Personal details
- Born: 2 January 1918 Mudgee, New South Wales
- Died: 1 April 1999 (aged 81) Windsor, New South Wales
- Party: Liberal Party

= Bernie Deane =

Australian politician

Bernard Sydney Llewellyn Deane (2 January 1918 – 1 April 1999) was an Australian politician. He was a member of the New South Wales Legislative Assembly from 1950 until 1972. He was a member of the Liberal Party.

Deane was born in Mudgee, New South Wales. He was the son of a coach builder and was educated to intermediate level at state high schools. He also studied for a religious ministry and was awarded doctorates in theology and philosophy. Deane initially worked as a farmer but was also employed in public relations and as the executive director of the Australian Clay Products Association. He unsuccessfully contested the seat of Hawkesbury at the 1947 state election and was subsequently elected to the New South Wales Parliament as the Liberal member for that seat at the election in 1950. At that election, following a re-distribution, Hawkebury had become a safe Liberal seat and the sitting member, Labor's Frank Finnan, decided to contest the safe Labor seat of Darlinghurst. Deane retained the seat at 7 subsequent elections until he resigned in 1972. He did not hold ministerial, parliamentary or party office.

★ ★ ★

- **Direction 1**: Recast the entries from the line with "of the turquoise" up to and including the line with "point(335, 405)" as a numbered list, leaving out any blank lines.

(Entries from a pointing dataset)
★ ★ ★

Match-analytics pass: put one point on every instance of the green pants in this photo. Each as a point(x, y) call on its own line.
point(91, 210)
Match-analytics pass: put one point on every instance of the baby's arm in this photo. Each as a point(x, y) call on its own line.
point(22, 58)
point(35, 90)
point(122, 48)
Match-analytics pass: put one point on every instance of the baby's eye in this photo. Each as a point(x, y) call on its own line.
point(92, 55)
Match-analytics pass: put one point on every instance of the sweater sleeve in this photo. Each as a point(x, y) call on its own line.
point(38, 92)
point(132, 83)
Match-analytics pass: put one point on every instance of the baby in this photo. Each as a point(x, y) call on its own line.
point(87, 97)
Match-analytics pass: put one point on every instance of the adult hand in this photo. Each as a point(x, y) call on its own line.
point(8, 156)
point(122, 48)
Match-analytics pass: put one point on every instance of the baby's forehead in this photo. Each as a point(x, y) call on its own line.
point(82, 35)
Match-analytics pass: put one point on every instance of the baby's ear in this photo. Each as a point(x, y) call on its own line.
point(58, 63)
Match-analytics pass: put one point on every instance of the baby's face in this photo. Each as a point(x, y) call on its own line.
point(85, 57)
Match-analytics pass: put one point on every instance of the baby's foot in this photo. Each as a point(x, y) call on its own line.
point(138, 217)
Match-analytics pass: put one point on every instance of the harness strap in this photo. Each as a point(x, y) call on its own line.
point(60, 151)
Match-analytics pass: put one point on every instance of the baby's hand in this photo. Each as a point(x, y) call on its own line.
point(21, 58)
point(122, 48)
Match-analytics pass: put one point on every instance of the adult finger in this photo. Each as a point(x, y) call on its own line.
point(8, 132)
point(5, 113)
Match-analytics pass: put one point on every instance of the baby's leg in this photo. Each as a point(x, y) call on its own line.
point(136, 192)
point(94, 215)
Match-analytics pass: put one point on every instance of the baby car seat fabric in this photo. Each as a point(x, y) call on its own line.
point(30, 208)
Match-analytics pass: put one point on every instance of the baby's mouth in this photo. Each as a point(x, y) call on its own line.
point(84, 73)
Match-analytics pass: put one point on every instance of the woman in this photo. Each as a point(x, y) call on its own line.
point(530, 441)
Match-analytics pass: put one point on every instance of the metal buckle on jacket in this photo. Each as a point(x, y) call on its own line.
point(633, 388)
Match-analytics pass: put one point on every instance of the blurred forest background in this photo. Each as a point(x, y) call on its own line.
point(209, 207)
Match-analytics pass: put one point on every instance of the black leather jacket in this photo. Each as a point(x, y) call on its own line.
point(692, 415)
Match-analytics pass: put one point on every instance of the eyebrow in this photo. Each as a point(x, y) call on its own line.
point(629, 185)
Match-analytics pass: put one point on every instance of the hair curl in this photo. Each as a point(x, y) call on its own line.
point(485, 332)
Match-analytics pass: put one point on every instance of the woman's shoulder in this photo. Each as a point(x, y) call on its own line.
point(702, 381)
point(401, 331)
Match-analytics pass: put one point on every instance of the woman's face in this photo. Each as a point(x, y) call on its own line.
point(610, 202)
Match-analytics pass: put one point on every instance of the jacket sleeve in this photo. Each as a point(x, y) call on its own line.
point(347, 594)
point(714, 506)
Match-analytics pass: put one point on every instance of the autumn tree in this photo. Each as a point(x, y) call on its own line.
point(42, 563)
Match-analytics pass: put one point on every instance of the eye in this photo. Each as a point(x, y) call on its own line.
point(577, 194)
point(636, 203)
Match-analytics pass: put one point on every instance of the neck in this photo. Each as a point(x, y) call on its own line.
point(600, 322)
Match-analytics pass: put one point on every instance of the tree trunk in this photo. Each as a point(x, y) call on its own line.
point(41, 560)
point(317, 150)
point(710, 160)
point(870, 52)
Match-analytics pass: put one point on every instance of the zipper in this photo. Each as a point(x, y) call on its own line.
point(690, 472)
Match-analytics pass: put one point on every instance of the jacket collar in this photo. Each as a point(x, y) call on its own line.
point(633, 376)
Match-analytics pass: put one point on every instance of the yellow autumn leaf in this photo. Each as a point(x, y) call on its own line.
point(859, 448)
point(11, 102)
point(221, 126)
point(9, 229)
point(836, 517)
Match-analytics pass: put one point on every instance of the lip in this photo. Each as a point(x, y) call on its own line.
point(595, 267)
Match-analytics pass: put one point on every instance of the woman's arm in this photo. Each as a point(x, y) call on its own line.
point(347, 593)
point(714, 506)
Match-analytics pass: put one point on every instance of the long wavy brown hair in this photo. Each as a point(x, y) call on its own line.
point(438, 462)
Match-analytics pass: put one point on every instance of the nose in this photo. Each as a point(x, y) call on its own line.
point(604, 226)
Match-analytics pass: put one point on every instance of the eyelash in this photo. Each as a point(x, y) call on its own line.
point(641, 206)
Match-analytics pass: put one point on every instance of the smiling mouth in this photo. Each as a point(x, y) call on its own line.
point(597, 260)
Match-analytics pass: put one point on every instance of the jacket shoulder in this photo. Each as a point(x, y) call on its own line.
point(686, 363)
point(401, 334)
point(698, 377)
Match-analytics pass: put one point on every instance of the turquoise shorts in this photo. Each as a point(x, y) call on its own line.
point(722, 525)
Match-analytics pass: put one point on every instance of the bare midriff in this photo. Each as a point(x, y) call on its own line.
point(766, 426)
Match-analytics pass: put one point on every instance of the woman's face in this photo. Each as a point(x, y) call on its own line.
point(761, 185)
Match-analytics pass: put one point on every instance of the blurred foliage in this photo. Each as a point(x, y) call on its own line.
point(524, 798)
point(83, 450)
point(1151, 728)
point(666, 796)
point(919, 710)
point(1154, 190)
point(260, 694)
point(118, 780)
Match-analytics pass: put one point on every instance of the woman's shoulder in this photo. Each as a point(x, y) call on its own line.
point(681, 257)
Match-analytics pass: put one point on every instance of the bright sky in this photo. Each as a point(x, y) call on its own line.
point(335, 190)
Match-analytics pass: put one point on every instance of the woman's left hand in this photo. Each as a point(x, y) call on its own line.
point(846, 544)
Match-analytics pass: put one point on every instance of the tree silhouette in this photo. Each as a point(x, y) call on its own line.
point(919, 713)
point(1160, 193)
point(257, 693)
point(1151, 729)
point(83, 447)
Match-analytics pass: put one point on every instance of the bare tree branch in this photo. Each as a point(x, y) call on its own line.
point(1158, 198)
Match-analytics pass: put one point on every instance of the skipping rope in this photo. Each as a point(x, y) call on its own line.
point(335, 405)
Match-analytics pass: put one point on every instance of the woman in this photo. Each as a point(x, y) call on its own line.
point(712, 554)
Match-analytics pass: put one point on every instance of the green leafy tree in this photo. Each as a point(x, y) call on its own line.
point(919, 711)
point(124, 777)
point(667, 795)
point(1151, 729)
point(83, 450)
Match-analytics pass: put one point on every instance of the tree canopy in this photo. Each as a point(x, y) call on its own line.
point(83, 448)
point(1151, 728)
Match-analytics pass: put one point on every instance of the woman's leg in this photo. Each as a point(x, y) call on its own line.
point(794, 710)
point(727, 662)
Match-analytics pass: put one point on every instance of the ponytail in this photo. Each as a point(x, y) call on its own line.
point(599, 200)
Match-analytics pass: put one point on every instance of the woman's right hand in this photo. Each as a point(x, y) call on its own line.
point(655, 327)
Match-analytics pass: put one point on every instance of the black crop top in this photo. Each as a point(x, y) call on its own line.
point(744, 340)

★ ★ ★

- **Direction 2**: From the text on Bernie Deane, echo the passage from "Bernard Sydney Llewellyn" up to and including "the Liberal Party." word for word.

- **Reply 1**:
1. Match-analytics pass: put one point on every instance of the turquoise shorts in this photo. Each as a point(x, y) call on its own line.
2. point(722, 525)
3. Match-analytics pass: put one point on every instance of the bare midriff in this photo. Each as a point(x, y) call on its own line.
4. point(766, 426)
5. Match-analytics pass: put one point on every instance of the woman's face in this photo. Each as a point(x, y) call on its own line.
6. point(761, 185)
7. Match-analytics pass: put one point on every instance of the blurred foliage in this photo. Each as a point(x, y) call on its own line.
8. point(524, 798)
9. point(83, 450)
10. point(1151, 728)
11. point(666, 796)
12. point(919, 710)
13. point(1154, 190)
14. point(260, 694)
15. point(118, 780)
16. Match-analytics pass: put one point on every instance of the woman's shoulder in this photo. Each as a point(x, y) call on its own line.
17. point(681, 257)
18. Match-analytics pass: put one point on every instance of the bright sky in this photo. Each as a point(x, y) call on its own line.
19. point(335, 190)
20. Match-analytics pass: put one point on every instance of the woman's left hand in this photo. Each as a point(x, y) call on its own line.
21. point(846, 544)
22. Match-analytics pass: put one point on every instance of the tree silhouette in this photo. Each as a point(x, y) call on its own line.
23. point(919, 713)
24. point(1160, 193)
25. point(257, 693)
26. point(1151, 729)
27. point(83, 447)
28. Match-analytics pass: put one point on every instance of the bare tree branch in this photo. Each as a point(x, y) call on its own line.
29. point(1158, 198)
30. Match-analytics pass: put one point on every instance of the skipping rope in this photo. Each as a point(x, y) call on its own line.
31. point(335, 405)

- **Reply 2**:
Bernard Sydney Llewellyn Deane (2 January 1918 – 1 April 1999) was an Australian politician. He was a member of the New South Wales Legislative Assembly from 1950 until 1972. He was a member of the Liberal Party.